Supplied passage:
Wisconsin’s natural charm sparks hope & wonder during pandemic
Sunday at 4:34 pm
We cross winding rivers 100 miles from our Chicago concrete urban space. Bright city lights fade as Midwestern neighbors and Wisconsin loved ones social distance. Faded rustic farmhouses dot our horizon. Green pastures calm our pandemic angst.
Towering maples and oak trees guide us along cobbled roads. Our boys run through open fields surrounded by lake and creeks. They catch their first fish. They marvel at how Wisconsin lakes melted thousands of years ago from glaciers at the end of the last ice age.
We breathe in the fresh Wisconsin air on July 4th, 2020. We walk along wild dandelions and gather fresh berries with cousins. We refuel as the sunsets. Our magical bonfire burns bright.
The full moon glows above us as crickets chirp. Eventually, owls lull us to sleep.
Hours later, hummingbirds sound our wake up call. We glide along damp grass toward the peaceful pond. Our boys spend hours crawling toward turtles and jumping with frogs.
Thanks to our cousins and family, we enjoy a lovely day on the water. Our nine-year-old rocks the knee board for the first time.

Input data:
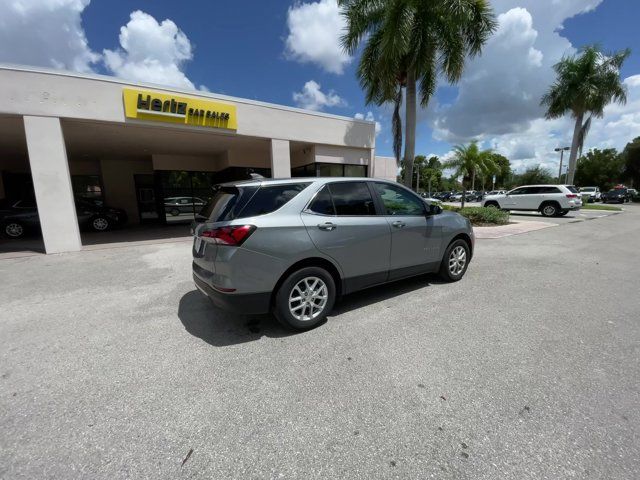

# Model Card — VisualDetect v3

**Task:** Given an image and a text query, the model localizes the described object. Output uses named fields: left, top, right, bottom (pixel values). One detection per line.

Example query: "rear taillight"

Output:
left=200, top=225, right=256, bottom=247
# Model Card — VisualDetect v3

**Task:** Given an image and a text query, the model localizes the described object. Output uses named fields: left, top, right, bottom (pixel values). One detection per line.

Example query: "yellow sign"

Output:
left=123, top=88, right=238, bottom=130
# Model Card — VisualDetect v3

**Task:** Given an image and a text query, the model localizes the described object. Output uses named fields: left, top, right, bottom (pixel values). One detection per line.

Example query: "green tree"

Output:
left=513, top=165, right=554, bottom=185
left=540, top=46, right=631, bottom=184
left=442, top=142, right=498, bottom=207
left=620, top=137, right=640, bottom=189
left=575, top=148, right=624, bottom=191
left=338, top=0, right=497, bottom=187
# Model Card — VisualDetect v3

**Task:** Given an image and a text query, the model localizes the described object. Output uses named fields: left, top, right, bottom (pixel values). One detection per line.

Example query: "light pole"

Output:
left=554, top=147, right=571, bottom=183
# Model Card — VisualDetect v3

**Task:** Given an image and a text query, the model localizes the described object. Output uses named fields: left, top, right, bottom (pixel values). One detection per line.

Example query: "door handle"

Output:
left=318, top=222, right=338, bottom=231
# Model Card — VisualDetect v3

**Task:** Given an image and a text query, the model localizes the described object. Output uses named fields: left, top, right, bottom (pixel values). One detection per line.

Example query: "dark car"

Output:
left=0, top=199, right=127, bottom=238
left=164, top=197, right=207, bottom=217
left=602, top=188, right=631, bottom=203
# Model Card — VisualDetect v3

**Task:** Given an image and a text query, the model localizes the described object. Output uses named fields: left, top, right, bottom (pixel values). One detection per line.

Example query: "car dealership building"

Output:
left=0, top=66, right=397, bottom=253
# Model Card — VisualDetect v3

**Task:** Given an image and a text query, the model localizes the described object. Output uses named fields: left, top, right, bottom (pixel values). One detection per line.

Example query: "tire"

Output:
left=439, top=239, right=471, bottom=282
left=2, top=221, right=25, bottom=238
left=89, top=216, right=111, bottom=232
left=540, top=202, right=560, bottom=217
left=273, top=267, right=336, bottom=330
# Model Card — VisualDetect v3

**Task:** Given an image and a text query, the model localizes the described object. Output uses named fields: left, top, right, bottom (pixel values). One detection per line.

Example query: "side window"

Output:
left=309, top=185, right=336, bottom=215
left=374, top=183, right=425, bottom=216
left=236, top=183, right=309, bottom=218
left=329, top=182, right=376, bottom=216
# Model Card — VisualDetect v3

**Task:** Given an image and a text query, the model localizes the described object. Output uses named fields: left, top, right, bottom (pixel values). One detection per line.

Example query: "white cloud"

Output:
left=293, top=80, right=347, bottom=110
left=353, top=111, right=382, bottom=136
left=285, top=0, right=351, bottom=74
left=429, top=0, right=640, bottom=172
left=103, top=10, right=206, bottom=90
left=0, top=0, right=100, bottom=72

Assigned task 1:
Repeat, word for word, the section of the Wisconsin trip piece that opens with the words containing "The full moon" and closes with "jumping with frogs.".
Assigned task 2:
Pick up the account of the Wisconsin trip where it stops and keep writing it.

Final answer 1:
The full moon glows above us as crickets chirp. Eventually, owls lull us to sleep.
Hours later, hummingbirds sound our wake up call. We glide along damp grass toward the peaceful pond. Our boys spend hours crawling toward turtles and jumping with frogs.

Final answer 2:
His seven-year-old brother beams from the inner tube as his older cousin keeps him safe. Their confidence soars with the exhilaration and euphoria of their special experience. We treasure time spent with family of every generation.
We savor the joy of our time in Wisconsin. We wish farewell to our cousins who live in towns named after former Native Americans inhabitants. Fun fact, Milwaukee translates to the “rich and beautiful land” by the Potawatomi.
As we drive back to Chicago, we talk about how fur traders and Native American converged. Fur traders upset the eco system as they hunted animals.
Today, we face new challenges. We recharge to pivot, evolve with change and do our best.